═══ RECORDS PROVIDED
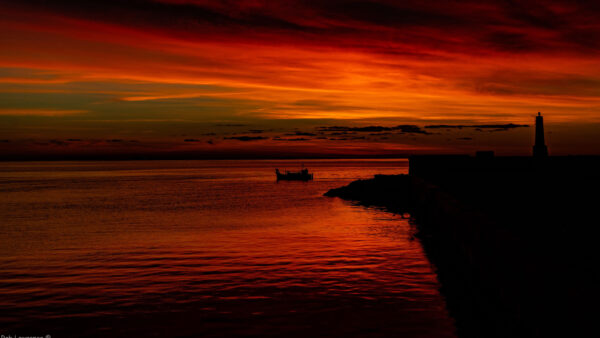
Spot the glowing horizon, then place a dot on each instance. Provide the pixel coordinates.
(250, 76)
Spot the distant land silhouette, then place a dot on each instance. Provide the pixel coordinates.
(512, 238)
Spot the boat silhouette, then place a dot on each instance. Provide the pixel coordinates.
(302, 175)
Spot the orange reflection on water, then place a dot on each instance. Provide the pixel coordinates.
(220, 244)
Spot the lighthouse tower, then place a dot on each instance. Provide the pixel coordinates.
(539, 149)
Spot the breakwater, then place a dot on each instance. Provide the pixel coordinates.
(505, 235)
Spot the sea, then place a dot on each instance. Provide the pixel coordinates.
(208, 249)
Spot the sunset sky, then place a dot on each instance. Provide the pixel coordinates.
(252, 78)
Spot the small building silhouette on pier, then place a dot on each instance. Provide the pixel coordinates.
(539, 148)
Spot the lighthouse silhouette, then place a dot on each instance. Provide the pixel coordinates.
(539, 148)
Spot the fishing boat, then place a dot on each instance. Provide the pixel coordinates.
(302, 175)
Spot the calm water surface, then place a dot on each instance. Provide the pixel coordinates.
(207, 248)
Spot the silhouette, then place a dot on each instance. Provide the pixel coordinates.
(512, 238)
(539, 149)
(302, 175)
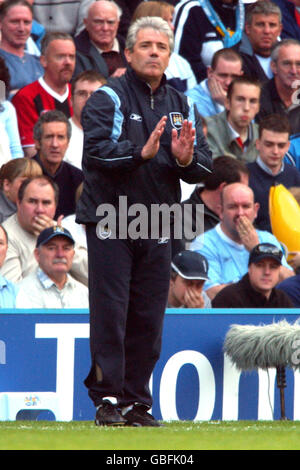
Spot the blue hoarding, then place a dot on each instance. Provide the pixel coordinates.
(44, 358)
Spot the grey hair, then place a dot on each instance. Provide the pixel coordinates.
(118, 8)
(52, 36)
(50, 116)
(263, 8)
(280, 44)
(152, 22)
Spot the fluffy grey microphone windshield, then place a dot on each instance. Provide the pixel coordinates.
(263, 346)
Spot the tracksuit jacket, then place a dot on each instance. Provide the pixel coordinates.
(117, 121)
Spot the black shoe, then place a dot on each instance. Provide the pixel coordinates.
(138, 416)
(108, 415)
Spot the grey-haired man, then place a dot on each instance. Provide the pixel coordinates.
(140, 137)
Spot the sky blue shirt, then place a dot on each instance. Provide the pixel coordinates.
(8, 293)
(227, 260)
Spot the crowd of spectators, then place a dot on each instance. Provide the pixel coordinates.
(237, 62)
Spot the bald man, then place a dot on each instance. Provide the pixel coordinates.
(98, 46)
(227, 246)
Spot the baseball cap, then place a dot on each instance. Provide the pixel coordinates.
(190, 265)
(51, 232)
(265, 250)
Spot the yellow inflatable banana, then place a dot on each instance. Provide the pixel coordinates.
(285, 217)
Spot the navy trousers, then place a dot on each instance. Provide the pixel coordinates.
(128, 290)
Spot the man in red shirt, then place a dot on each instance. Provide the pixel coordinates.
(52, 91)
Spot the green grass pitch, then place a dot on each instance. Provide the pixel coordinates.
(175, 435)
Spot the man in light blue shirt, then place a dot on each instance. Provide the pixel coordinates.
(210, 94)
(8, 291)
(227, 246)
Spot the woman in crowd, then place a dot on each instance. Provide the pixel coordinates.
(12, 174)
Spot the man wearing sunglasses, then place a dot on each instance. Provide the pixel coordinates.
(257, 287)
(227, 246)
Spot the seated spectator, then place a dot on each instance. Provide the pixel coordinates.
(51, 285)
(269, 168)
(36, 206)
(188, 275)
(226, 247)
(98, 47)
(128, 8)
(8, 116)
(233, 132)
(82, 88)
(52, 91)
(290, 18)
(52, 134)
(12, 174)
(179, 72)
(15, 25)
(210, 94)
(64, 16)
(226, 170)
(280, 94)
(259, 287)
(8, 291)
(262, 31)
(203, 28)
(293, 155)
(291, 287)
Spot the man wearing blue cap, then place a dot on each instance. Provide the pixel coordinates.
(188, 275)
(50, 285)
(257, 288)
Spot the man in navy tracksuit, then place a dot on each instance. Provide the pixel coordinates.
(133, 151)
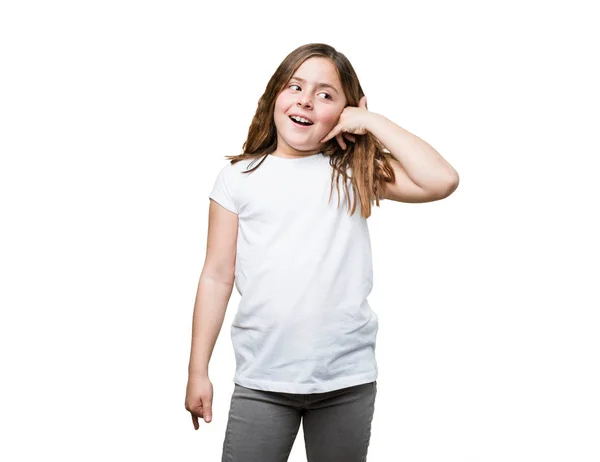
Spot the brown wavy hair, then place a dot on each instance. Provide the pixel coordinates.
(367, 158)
══════
═══ RECORDS PROVIDED
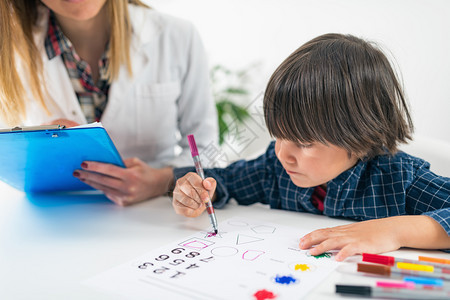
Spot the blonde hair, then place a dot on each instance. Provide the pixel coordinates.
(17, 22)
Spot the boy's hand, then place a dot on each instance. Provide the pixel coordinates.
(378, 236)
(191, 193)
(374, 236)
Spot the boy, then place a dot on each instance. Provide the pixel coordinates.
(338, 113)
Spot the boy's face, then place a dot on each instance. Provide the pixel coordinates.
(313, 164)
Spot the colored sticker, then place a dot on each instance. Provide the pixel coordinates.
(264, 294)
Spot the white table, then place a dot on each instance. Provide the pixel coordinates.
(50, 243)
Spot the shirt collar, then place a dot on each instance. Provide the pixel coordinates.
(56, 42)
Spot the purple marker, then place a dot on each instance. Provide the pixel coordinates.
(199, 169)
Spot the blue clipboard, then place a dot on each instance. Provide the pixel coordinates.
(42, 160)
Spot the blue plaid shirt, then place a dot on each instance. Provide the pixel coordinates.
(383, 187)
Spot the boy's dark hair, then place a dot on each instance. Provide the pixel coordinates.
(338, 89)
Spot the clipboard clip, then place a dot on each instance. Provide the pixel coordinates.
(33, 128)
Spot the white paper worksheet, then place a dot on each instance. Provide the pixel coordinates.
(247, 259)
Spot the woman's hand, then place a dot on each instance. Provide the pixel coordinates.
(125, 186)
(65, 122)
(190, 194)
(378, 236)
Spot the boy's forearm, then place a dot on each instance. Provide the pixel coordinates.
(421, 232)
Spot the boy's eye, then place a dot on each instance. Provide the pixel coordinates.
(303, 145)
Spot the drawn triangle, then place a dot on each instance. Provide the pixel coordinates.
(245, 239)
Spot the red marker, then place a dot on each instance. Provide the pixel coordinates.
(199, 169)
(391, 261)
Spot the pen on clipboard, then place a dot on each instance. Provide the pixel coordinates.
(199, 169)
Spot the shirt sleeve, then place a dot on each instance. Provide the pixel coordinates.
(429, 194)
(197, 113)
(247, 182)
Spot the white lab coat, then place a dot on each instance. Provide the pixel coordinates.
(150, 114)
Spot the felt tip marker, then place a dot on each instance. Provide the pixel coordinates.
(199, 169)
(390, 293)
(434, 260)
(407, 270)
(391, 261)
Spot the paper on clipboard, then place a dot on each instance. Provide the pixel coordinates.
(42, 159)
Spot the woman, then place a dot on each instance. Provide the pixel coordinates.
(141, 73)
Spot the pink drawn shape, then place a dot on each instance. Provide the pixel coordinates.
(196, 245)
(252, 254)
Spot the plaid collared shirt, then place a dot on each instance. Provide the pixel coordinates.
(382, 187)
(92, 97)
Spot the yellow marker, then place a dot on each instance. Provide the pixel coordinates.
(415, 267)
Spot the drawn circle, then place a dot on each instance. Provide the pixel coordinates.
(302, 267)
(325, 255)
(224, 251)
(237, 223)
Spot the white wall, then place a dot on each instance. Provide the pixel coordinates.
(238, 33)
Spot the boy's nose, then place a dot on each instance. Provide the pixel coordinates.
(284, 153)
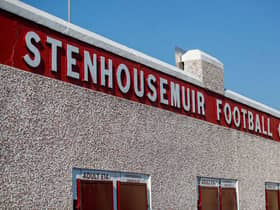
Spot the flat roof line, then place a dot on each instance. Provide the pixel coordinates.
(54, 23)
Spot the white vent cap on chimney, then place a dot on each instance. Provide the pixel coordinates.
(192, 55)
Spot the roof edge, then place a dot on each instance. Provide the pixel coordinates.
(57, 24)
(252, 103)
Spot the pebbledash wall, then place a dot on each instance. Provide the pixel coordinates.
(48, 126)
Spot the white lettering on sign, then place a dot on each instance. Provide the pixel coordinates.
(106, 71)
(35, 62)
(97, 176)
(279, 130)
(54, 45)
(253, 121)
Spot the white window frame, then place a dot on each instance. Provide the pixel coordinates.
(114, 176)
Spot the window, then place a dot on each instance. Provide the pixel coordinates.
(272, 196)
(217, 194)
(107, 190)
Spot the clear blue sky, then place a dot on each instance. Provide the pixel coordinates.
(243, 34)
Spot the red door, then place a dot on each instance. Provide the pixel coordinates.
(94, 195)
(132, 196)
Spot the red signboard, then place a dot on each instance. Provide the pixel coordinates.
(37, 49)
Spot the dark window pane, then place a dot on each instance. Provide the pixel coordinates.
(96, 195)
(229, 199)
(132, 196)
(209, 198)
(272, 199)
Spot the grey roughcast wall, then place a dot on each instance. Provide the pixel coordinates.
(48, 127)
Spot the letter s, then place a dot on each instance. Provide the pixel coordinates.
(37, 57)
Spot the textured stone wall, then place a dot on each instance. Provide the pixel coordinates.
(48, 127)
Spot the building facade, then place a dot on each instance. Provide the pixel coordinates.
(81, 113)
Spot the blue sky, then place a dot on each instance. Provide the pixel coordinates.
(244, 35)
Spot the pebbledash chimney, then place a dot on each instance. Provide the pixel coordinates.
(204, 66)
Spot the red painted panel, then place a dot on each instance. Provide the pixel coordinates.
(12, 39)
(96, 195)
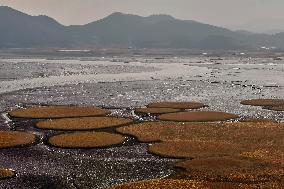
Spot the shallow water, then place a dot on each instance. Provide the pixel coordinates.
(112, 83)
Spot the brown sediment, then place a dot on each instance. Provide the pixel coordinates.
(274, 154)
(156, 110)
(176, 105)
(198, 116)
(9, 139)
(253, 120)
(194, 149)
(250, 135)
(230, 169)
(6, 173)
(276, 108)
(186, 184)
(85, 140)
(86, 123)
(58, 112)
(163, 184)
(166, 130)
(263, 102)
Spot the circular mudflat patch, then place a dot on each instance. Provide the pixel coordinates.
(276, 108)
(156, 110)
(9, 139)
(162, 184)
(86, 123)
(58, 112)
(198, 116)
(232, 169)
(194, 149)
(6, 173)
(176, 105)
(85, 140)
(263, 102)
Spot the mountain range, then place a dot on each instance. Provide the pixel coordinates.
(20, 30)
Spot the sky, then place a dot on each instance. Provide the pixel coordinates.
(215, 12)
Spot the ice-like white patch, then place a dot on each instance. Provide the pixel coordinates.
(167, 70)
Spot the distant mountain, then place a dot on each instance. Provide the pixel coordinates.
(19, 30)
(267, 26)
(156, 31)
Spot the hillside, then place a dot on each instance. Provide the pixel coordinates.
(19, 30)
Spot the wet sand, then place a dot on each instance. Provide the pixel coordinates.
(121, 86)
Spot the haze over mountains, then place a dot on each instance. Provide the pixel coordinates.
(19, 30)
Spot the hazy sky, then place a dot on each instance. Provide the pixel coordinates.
══════
WHAT IS BEING ASKED:
Which lines in the items above contain the string "pebbledash"? Return each of those lines in full, treating case as significant.

EXPECTED ANSWER:
Spot the pebbledash wall, then place a dot on each instance. Provide the pixel coordinates.
Spot the pebbledash chimney, then place a dot on each instance. Provide the pixel coordinates.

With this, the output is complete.